▶ [What the task asks]: Quote verbatim the stretch of the material below that begins with the line containing "Element lookup: the orange-brown carapace." and ends with the line containing "[309,334,430,481]", including both of those lines.

(Records from a data collection)
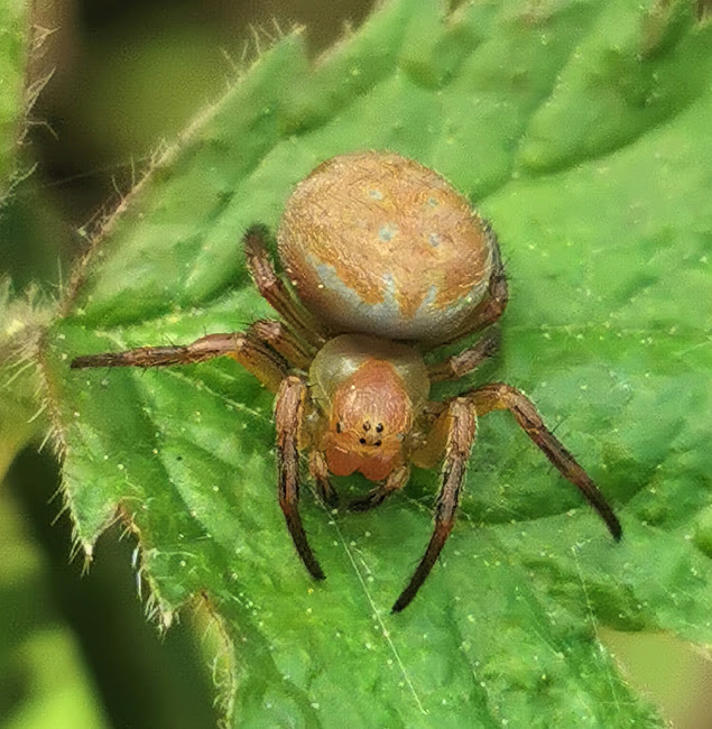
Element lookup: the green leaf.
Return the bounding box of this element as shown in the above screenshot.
[0,0,29,205]
[37,0,712,729]
[0,470,109,729]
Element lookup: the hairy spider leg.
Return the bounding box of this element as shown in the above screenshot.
[348,464,410,511]
[309,449,339,509]
[428,331,499,382]
[391,397,477,613]
[247,319,316,370]
[243,225,326,348]
[464,382,623,541]
[275,375,325,580]
[70,332,288,392]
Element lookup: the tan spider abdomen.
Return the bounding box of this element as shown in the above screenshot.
[278,152,493,341]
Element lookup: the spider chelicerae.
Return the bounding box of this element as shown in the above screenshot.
[71,152,621,612]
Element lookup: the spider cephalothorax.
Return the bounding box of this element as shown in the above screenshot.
[72,152,621,611]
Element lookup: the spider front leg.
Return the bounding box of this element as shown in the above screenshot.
[466,382,623,540]
[275,375,325,580]
[428,331,499,382]
[392,397,477,613]
[243,225,326,349]
[70,332,288,392]
[348,465,410,511]
[309,450,339,509]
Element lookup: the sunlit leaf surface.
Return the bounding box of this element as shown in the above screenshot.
[43,0,712,729]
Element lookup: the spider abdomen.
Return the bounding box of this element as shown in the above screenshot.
[278,152,493,341]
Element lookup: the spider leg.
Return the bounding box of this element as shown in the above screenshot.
[428,331,499,382]
[275,375,325,580]
[392,397,477,613]
[243,225,326,348]
[247,319,316,370]
[309,450,339,509]
[348,465,410,511]
[70,332,288,392]
[465,382,623,540]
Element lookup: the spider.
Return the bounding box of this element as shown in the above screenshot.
[71,152,622,612]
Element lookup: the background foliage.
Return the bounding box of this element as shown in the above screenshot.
[1,1,712,727]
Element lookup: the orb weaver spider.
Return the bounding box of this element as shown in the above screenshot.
[71,152,621,612]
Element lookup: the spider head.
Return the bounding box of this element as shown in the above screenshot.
[324,359,413,481]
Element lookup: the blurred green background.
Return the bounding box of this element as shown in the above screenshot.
[0,0,712,729]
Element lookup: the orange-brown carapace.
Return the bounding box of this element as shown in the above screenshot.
[278,152,493,341]
[309,334,430,481]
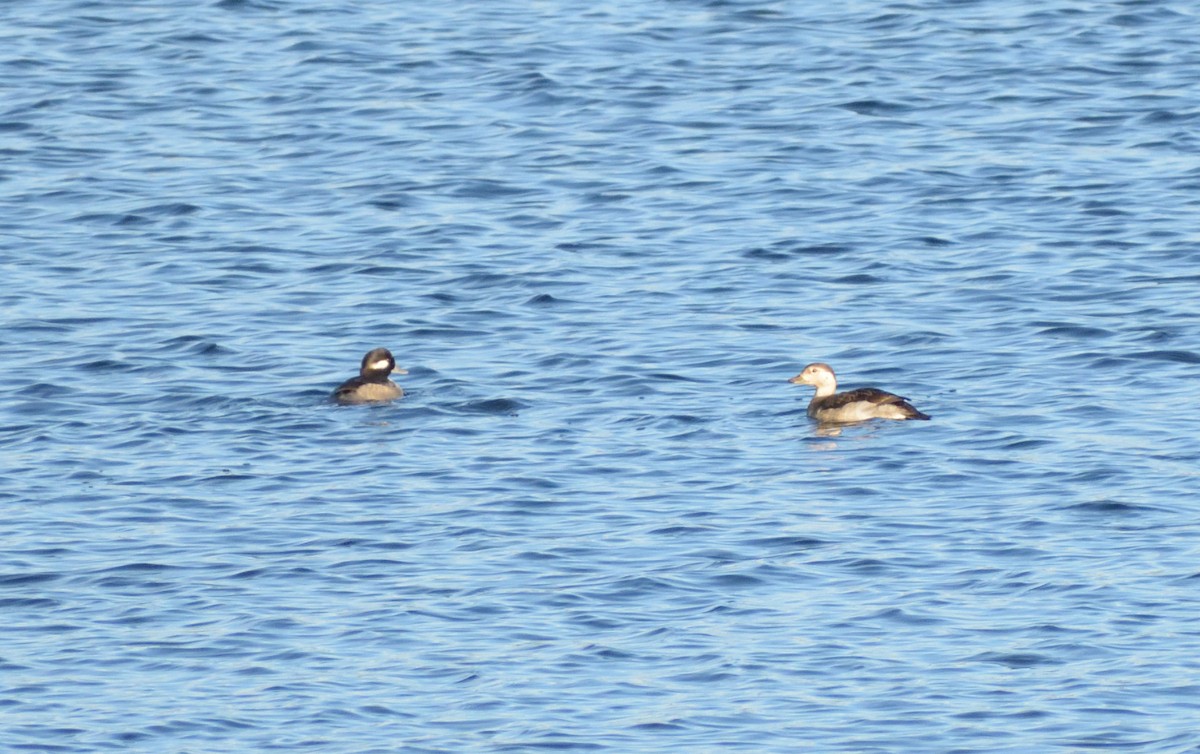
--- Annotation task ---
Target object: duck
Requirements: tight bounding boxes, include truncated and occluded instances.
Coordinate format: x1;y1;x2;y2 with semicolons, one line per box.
787;363;930;424
330;348;408;406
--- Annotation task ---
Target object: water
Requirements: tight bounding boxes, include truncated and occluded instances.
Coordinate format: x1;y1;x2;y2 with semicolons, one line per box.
0;0;1200;753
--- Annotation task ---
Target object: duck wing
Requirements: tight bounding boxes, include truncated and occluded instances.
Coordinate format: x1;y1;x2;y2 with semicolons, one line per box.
821;388;929;419
821;388;908;408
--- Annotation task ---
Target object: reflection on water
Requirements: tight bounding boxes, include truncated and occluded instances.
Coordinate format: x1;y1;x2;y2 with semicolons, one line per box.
0;0;1200;754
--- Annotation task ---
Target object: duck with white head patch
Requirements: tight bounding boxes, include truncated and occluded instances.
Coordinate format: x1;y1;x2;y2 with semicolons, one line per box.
332;348;408;406
787;364;929;424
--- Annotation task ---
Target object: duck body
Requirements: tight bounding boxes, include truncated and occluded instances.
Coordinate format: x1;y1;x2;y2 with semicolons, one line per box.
788;364;930;424
330;348;408;406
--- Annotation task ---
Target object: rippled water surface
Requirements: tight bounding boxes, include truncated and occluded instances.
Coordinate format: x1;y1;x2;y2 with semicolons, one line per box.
0;0;1200;753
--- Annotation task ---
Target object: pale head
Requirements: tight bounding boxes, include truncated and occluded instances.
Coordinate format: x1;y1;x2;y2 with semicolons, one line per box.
787;363;838;396
359;348;408;377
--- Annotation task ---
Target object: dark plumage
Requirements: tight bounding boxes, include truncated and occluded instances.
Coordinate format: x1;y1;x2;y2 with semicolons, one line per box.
788;364;929;423
331;348;408;405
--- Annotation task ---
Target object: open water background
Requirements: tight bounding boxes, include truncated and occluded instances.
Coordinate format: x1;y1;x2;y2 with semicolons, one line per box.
0;0;1200;753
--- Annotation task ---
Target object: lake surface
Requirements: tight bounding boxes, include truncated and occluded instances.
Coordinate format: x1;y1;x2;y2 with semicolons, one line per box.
0;0;1200;754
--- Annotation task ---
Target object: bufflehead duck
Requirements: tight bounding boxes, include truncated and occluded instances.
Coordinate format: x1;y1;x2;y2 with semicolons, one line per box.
787;364;929;423
332;348;408;406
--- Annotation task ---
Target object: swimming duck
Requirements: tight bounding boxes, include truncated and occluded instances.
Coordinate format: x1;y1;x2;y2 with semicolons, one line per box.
787;364;929;423
331;348;408;406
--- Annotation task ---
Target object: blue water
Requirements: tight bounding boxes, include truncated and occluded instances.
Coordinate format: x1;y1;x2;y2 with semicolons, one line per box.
0;0;1200;753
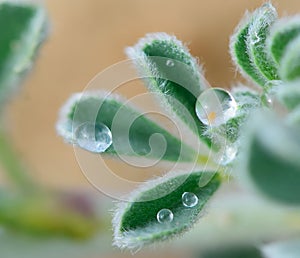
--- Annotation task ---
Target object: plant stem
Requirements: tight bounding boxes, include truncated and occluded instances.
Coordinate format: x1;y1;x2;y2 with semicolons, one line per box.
0;126;36;191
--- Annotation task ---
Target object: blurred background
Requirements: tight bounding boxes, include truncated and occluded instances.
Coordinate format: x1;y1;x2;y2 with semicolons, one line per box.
0;0;300;257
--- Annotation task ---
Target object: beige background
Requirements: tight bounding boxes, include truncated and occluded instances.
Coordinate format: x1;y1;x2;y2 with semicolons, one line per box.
2;0;300;188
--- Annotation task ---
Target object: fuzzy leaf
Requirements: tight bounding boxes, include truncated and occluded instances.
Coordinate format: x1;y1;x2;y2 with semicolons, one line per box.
279;35;300;81
0;1;47;108
241;114;300;205
247;3;279;80
205;86;260;143
230;3;277;86
126;33;208;141
277;81;300;110
268;16;300;64
57;92;197;162
113;172;221;250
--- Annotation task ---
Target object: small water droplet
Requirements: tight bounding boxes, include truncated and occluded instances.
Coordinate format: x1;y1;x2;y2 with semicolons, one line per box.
75;122;112;153
261;93;273;107
156;209;174;223
182;192;199;208
196;88;237;126
166;59;175;67
219;145;238;166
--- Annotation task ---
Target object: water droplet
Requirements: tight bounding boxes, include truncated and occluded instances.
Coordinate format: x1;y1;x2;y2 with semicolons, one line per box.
75;122;112;153
261;93;273;107
156;209;174;223
182;192;199;208
196;88;237;126
166;59;175;67
264;80;283;91
219;145;238;166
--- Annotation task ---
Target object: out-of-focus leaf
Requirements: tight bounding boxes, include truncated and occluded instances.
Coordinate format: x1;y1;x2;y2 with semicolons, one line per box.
262;238;300;258
237;114;300;205
0;192;99;239
268;16;300;64
0;1;47;108
198;246;263;258
113;172;221;250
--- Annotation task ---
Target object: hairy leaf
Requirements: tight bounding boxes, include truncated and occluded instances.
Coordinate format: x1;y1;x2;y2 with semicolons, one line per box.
279;35;300;81
0;1;47;108
238;114;300;205
277;81;300;110
126;33;207;141
247;3;278;80
113;172;221;250
230;3;277;86
57;92;197;161
268;16;300;64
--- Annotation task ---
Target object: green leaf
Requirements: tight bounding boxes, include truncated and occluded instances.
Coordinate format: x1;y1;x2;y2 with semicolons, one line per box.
0;1;47;108
199;245;263;258
268;16;300;64
205;86;261;143
0;191;99;239
230;3;277;86
126;33;208;141
57;92;198;162
279;36;300;81
277;81;300;110
262;238;300;258
237;113;300;205
287;105;300;128
113;172;221;250
247;3;279;80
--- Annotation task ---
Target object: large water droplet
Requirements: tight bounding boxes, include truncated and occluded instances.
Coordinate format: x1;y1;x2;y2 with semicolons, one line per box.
75;122;112;153
182;192;199;208
166;59;175;67
196;88;237;127
156;209;174;223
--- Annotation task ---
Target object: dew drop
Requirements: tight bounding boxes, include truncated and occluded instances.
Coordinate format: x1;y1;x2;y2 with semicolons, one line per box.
75;122;112;153
166;59;175;67
156;209;174;223
182;192;199;208
196;88;237;127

▶ [Answer in full]:
Element lookup: the orange-brown carapace.
Return the bounding box of this element as shown in the above screenshot.
[278,152,493,341]
[309,334,430,481]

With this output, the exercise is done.